— start SELECTED PASSAGE —

Computational Models of Infant Development

ICIS 2014 Pre-Conference

2-6 p.m., July 02, 2014, Maritim Hotel Berlin, Salon 16 "Riga"

Keynote Speakers

Denis Mareschal: Connectionist models of infant learning development

Abstract: Connectionist networks are neural information processing systems loosely based on brain processes. They attempt to provide mechanistic and process accounts of learning and development. In this talk, I will begin with a brief introduction to connectionist methods and discuss what makes them stand out from other modelling approaches. I will then review three examples of how modelling infant learning and behavior (object permanence, perceptual categorization, and statistical learning) has led to testable empirical predictions and a greater understanding of infant development.

— end SELECTED PASSAGE —

Please continue the page about the pre-conference on computational models of infant development, picking up right after the final sentence of Denis Mareschal's abstract.

— start DATA PROVIDED —

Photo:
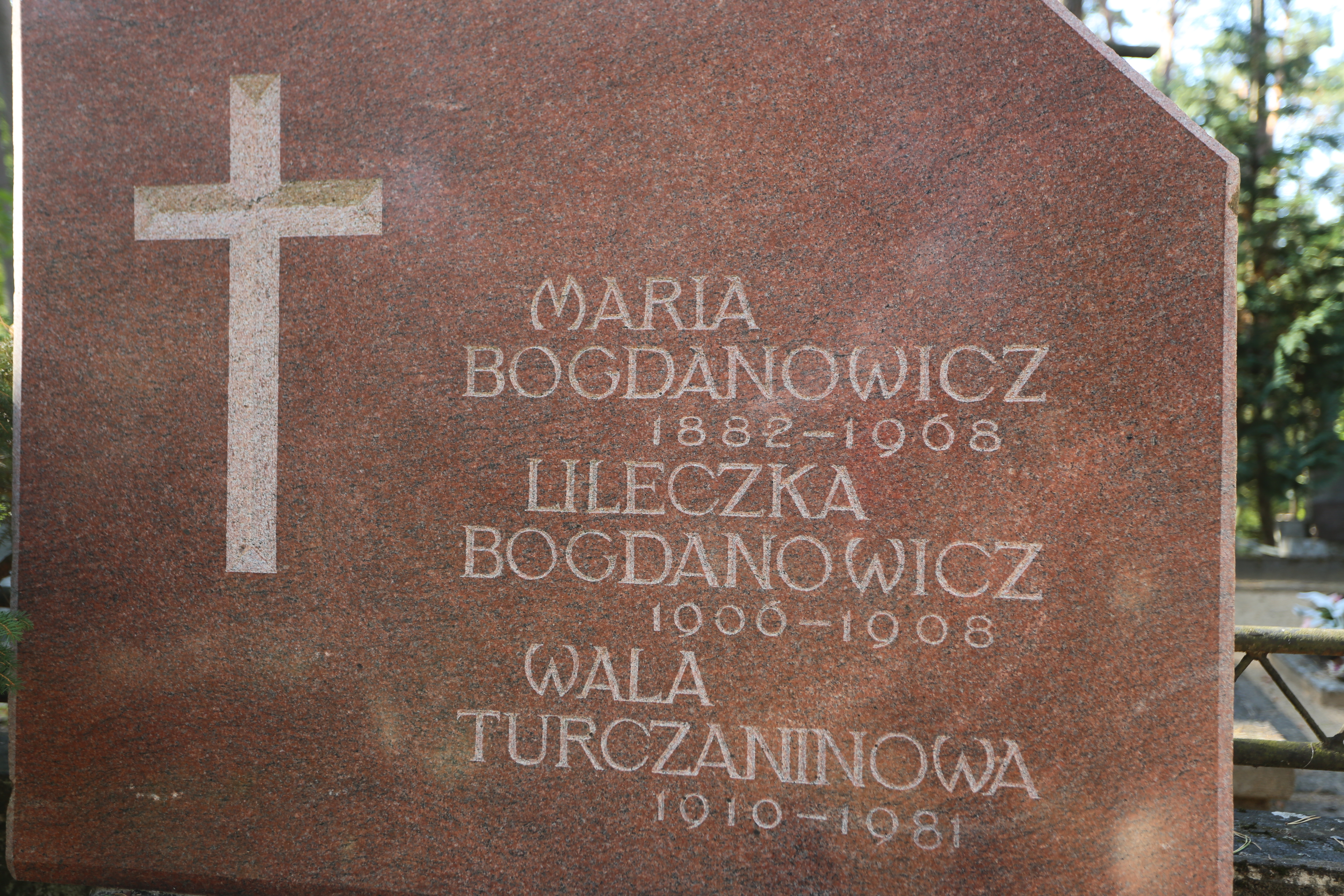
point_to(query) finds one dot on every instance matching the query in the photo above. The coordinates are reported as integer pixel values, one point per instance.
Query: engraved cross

— end DATA PROVIDED —

- **SOLVED EXERCISE**:
Biography: Denis Mareschal obtained his first degree in Physics and Theoretical Physics from Cambridge University. He then completed a Masters in Psychology from McGill University before moving on to complete a PhD in psychology at Oxford University. He has received the Marr prize from the Cognitive Science Society (USA), the Young Investigator Award from the International Society on Infant Studies (USA), and the Margaret Donaldson Prize from the British Psychological Society. His research centers on developing mechanistic models of perceptual and cognitive development in infancy and childhood. He is currently Professor at Birkbeck University of London, and a fellow of the Association for Psychological Science.

Verena V. Hafner: Sensorimotor learning and development in intelligent autonomous systems

Abstract: Sensorimotor skills are an important aspect of infant development and also play a major role in robotics. In developmental robotics, sensorimotor interaction is even seen as a prerequisite for the development of intelligence. In this talk, I will present internal models based on inverse and forward models that generate an internal simulation of an intended or observed behaviour. These models are learned during an exploration phase on a humanoid robot and are therefore ideally adapted to its morphology and environment.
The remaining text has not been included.